## EXCERPT PROVIDED
>>>

Cyanobacteria are key primary producers in almost every illuminated environment and often represent a significant proportion of natural microbial communities. Consequently, they serve as sources of organic carbon for many other surrounding microorganisms. While the resulting bacterial interactions are often antagonistic, commensal and mutualistic adaptations are also known. A cyanobacterium of the genus Anabaena has been shown to closely interact with the heterotrophic proteobacterium Hoeflea sp., constituting a conspicuous form of bacterial heterologous multicellularity. Within this multicellular consortium the Hoeflea epibiont adheres in high numbers specifically to the heterocysts of the filamentous cyanobacterial partner. This model system offers unique opportunities for the study of symbiosis as (1) it involves two bacteria with medium-sized genomes, (2) each partner can be grown axenically in the presence of oxygen, (3) combining pure cultures of both restores the consortium phenotype.

<<<

## INFORMATION SHOWN
>>>

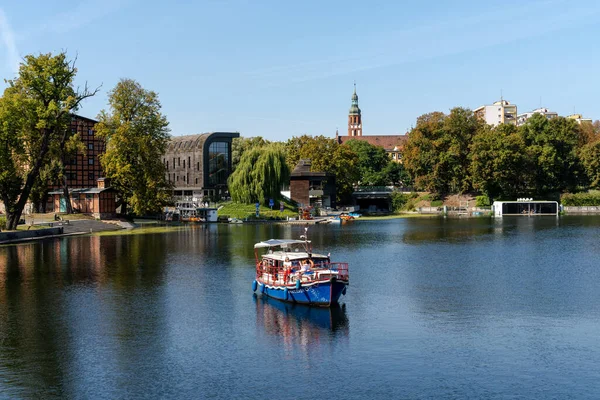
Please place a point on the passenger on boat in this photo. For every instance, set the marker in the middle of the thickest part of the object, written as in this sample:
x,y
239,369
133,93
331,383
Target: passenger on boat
x,y
287,269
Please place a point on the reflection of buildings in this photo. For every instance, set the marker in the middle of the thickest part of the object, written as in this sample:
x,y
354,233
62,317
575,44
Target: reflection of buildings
x,y
301,325
392,144
199,165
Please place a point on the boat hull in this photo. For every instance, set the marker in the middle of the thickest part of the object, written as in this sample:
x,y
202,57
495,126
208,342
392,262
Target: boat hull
x,y
323,293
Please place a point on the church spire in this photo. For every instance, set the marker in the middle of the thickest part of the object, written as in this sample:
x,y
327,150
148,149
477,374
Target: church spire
x,y
354,116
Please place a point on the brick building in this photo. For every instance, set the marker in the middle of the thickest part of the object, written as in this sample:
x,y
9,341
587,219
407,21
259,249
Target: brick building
x,y
199,165
312,188
84,169
393,144
85,176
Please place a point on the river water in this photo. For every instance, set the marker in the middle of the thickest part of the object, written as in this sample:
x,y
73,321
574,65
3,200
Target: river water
x,y
436,308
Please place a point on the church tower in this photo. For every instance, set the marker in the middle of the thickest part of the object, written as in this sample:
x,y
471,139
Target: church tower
x,y
354,118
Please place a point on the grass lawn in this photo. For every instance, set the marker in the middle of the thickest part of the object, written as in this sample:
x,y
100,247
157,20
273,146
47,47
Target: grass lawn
x,y
243,211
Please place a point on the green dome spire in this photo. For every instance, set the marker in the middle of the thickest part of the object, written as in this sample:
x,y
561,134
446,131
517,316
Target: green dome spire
x,y
354,110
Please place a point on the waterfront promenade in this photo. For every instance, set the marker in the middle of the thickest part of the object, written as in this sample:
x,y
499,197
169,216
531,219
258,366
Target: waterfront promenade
x,y
437,308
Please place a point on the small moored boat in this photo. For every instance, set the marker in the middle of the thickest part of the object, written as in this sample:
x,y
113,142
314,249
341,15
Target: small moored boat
x,y
290,271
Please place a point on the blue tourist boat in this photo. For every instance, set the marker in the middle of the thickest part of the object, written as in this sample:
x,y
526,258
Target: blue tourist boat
x,y
290,271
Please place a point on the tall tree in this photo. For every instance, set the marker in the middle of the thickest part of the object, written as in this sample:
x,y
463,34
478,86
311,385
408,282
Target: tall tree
x,y
590,159
372,161
136,135
498,162
326,155
551,147
35,112
240,145
260,175
437,152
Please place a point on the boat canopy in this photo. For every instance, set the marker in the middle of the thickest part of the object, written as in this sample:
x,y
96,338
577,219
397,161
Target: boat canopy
x,y
279,243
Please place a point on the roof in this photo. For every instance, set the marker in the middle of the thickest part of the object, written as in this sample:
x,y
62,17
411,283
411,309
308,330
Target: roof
x,y
388,142
77,116
82,191
293,255
279,243
189,142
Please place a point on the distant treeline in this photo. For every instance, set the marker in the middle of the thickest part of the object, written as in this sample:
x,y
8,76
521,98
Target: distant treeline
x,y
458,153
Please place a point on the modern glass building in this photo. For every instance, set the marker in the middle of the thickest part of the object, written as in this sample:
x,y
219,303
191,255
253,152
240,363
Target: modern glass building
x,y
199,165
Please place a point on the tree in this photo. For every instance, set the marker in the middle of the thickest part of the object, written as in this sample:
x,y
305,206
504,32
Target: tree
x,y
551,147
590,159
35,111
260,175
240,145
498,162
136,135
326,155
437,152
372,161
396,174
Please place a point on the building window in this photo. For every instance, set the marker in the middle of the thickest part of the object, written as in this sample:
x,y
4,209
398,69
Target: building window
x,y
218,163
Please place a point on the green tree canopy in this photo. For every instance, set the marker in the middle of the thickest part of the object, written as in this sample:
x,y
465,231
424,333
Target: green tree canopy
x,y
590,158
437,152
551,147
136,136
35,112
498,161
372,163
240,145
260,175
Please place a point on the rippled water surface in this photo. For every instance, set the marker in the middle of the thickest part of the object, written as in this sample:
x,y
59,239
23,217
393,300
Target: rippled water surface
x,y
437,308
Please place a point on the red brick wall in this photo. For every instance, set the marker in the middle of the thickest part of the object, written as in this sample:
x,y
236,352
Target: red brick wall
x,y
299,191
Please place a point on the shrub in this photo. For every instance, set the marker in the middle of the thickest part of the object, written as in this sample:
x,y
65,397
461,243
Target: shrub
x,y
581,199
482,201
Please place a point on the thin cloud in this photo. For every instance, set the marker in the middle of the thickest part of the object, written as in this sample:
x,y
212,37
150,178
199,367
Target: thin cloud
x,y
82,15
8,42
434,40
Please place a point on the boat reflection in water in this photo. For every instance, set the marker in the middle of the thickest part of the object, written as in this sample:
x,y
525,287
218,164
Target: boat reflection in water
x,y
301,325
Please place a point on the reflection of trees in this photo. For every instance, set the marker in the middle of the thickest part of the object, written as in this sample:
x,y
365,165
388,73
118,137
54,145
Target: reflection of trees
x,y
301,325
54,318
446,230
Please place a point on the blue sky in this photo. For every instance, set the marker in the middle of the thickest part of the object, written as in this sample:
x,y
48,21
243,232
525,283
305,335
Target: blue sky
x,y
279,69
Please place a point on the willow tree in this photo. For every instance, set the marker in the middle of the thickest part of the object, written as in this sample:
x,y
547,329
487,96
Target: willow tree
x,y
35,112
260,175
136,136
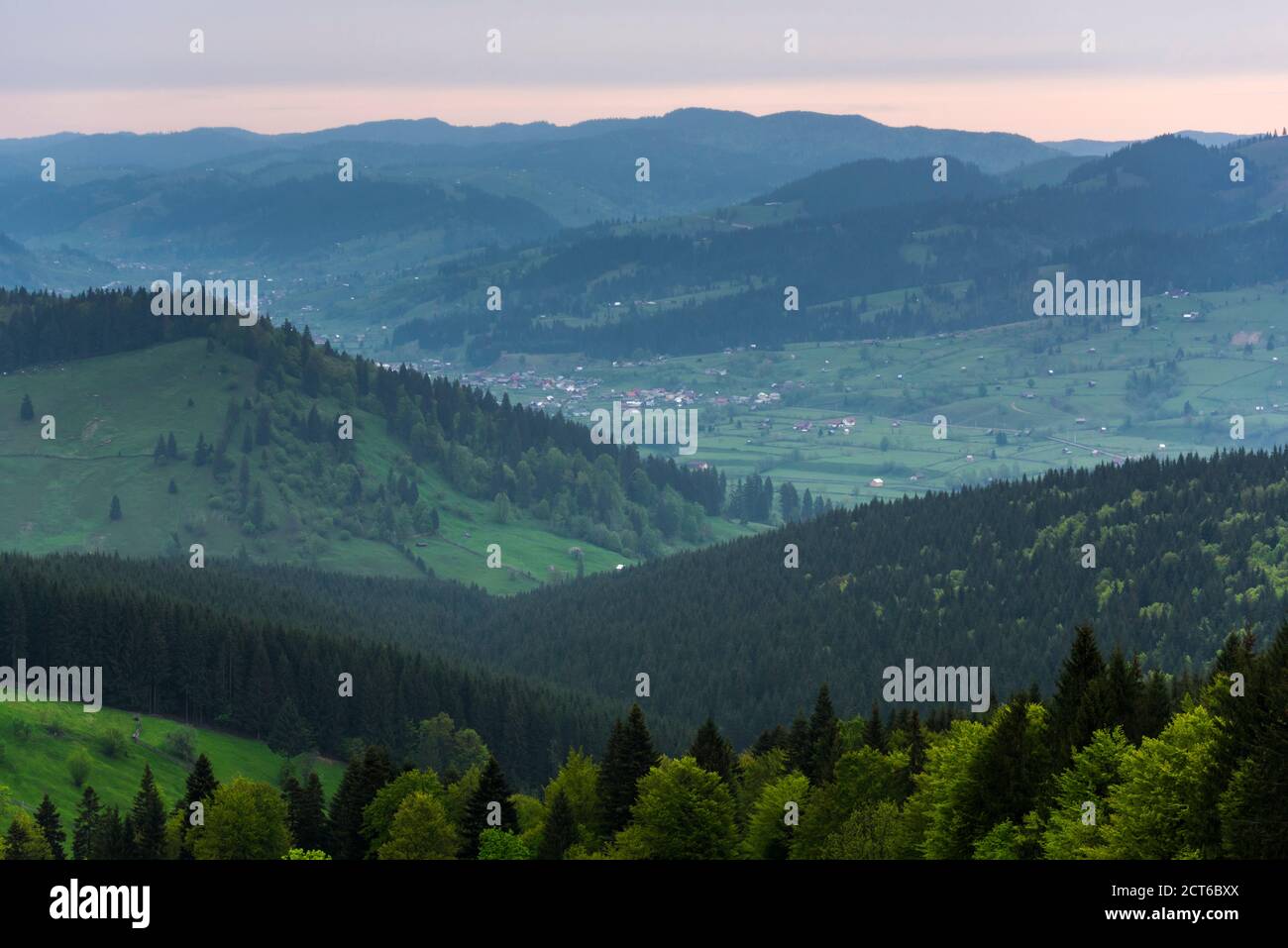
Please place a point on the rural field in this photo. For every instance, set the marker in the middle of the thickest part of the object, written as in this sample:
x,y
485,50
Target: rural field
x,y
1018,399
37,740
60,489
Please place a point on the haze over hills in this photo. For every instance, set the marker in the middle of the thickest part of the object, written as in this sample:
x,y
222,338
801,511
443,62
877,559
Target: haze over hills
x,y
1099,149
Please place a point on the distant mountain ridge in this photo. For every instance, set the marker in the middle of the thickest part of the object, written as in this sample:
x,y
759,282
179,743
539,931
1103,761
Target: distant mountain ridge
x,y
1093,147
815,138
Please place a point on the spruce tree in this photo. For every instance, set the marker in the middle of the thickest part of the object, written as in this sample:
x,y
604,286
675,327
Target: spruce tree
x,y
915,745
149,818
874,732
630,755
362,781
799,746
85,828
305,814
492,790
1082,666
51,824
824,740
200,786
25,840
712,751
111,839
561,828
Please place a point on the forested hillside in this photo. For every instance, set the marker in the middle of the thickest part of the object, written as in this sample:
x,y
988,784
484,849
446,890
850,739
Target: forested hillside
x,y
1186,550
237,445
263,653
1109,767
1163,211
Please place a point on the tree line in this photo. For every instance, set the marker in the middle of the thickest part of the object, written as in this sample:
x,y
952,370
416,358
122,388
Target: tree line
x,y
1108,768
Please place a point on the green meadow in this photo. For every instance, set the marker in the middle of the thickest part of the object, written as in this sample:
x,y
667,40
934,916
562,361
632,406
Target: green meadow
x,y
37,741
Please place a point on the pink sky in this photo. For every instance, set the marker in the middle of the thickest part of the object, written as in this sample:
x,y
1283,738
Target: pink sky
x,y
1056,110
303,64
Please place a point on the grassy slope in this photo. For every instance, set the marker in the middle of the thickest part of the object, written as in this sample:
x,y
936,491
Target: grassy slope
x,y
108,414
38,764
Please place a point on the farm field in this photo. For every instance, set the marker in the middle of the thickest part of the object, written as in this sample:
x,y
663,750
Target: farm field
x,y
37,741
1018,399
58,492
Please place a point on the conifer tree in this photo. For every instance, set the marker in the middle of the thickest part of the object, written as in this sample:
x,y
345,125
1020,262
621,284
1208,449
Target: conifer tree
x,y
492,790
149,818
799,746
561,828
361,782
25,840
51,824
874,732
305,813
712,751
630,755
915,745
824,740
1082,666
85,828
200,786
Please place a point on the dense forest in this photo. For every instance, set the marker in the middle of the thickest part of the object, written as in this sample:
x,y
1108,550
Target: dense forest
x,y
485,447
246,651
1185,550
1162,211
987,576
1111,767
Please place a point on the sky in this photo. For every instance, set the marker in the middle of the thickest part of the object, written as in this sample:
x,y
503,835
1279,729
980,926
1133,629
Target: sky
x,y
980,64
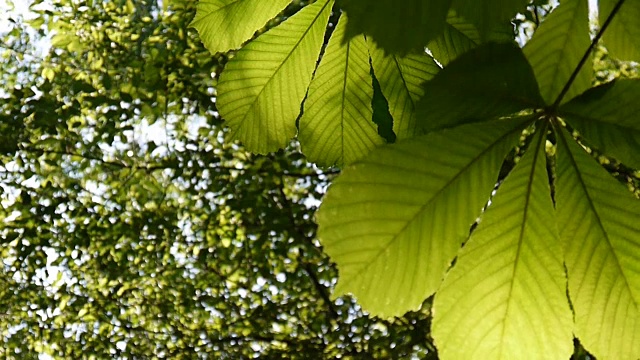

<<<

## QUESTIONS
a) According to the passage on cyanobacteria, to which cells of the filamentous Anabaena partner does the Hoeflea epibiont stick?
b) Carry on the passage about the Anabaena–Hoeflea consortium, starting right after its final sentence.

## ANSWERS FOR THE EXERCISE
a) Its heterocysts.

b)
We applied genomics, transcriptomics, metabolomics, metallomics, fluorescent and electron microscopic techniques to study the biotic interactions underlying this bacterial heterologous multicellularity. Following each partner in axenic culture, or as consortium, we demonstrated that specific metabolites and metals are sequestered by either species prior to being shared, which in turn enhances their combined growth. Cell signalling pathways were further identified via gene expression data that suggest this consortium to be related (and perhaps a predecessor) to the symbiosis of plants with nodulating rhizobia. Since the Anabaena and Hoeflea can be cultivated independently, and then mixed to form consortia, diversity assays were conducted to check the host and epibiont range by exchanging either partner for alternative species. In this way, we discovered that several members of Nostocales could form consortia, whereas each required the specific species of Hoeflea, providing greater context to the possible symbiosis detected in nature.